Connecting with authors via Google Hangouts and Twitter

Google Hangout with Claire Legrand and Lindsay Cummings

Last week was a busy week for Lamar Library! For #celebratemonday we chatted with authors Lindsay Cummings and Claire Legrand via Google Hangouts.  My 7th Texas History students are working on a PBL with the driving question, “What will cause the next civil war?”  Mr. Wacker has his students writing an argument/story with a dystopian tone, so we thought it would be great for students to chat with some YA authors that have some experience with basing fantasy on research.

The students posed some great questions:

  • How can I make a story/argument about the next civil war AND make it reasonable?
  • What makes a story dystopian?
  • Would it be easier to write an environmental dystopia than a political dystopia?
  • How do you finish a book? (I’ve started a few…)
  • After you get an idea, what continues to inspire you?
  • We are finding it difficult to link our new ideas to the past. How can we make our dystopias believable?
  • What historical events shaped your fantasy ideas? (What links to the past make your story believable?)
  • Do you communicate with other authors about your ideas?
  • What inspired you to write these books? (or who?)
  • How do you use everyday life to inspire your stories?

Overall, the chat was fluid, educational, and entertaining.  Having two authors at once was new for me, but we wanted to really ask a panel of experts not just one author.

Lindsay Cummings, author of the Murder Complex, “loved that the kids had questions prepared ahead of time, so there were no awkward pauses while kids tried to think of questions, and the authors sat twiddling their thumbs on the other side of the screen. Luckily, that didn’t happen :)”

···

# [GOALS]
A) In the post about the author chat, start at the words "Last week was" and stop after "a story dystopian?". Write that part out again, changing "dystopian" to "bleak".
B) Shorten the author chat post's paragraph that begins "Last week was a busy week for Lamar Library!" while keeping its main facts.

# [INFORMATION PROVIDED]
···

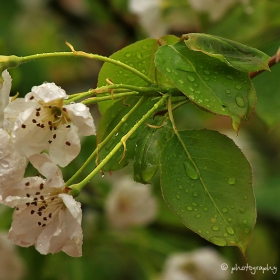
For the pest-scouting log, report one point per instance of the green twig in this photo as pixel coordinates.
(76, 188)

···

# [TASK RESULTS]
A)
Last week was a busy week for Lamar Library! For #celebratemonday we chatted with authors Lindsay Cummings and Claire Legrand via Google Hangouts.  My 7th Texas History students are working on a PBL with the driving question, “What will cause the next civil war?”  Mr. Wacker has his students writing an argument/story with a bleak tone, so we thought it would be great for students to chat with some YA authors that have some experience with basing fantasy on research.

The students posed some great questions:

  • How can I make a story/argument about the next civil war AND make it reasonable?
  • What makes a story bleak?

B) For #celebratemonday, Lamar Library held a Google Hangouts chat with authors Lindsay Cummings and Claire Legrand. The 7th Texas History students were working on a PBL asking "What will cause the next civil war?", and Mr. Wacker's students were writing an argument/story with a dystopian tone. That made YA authors who base fantasy on research a good fit.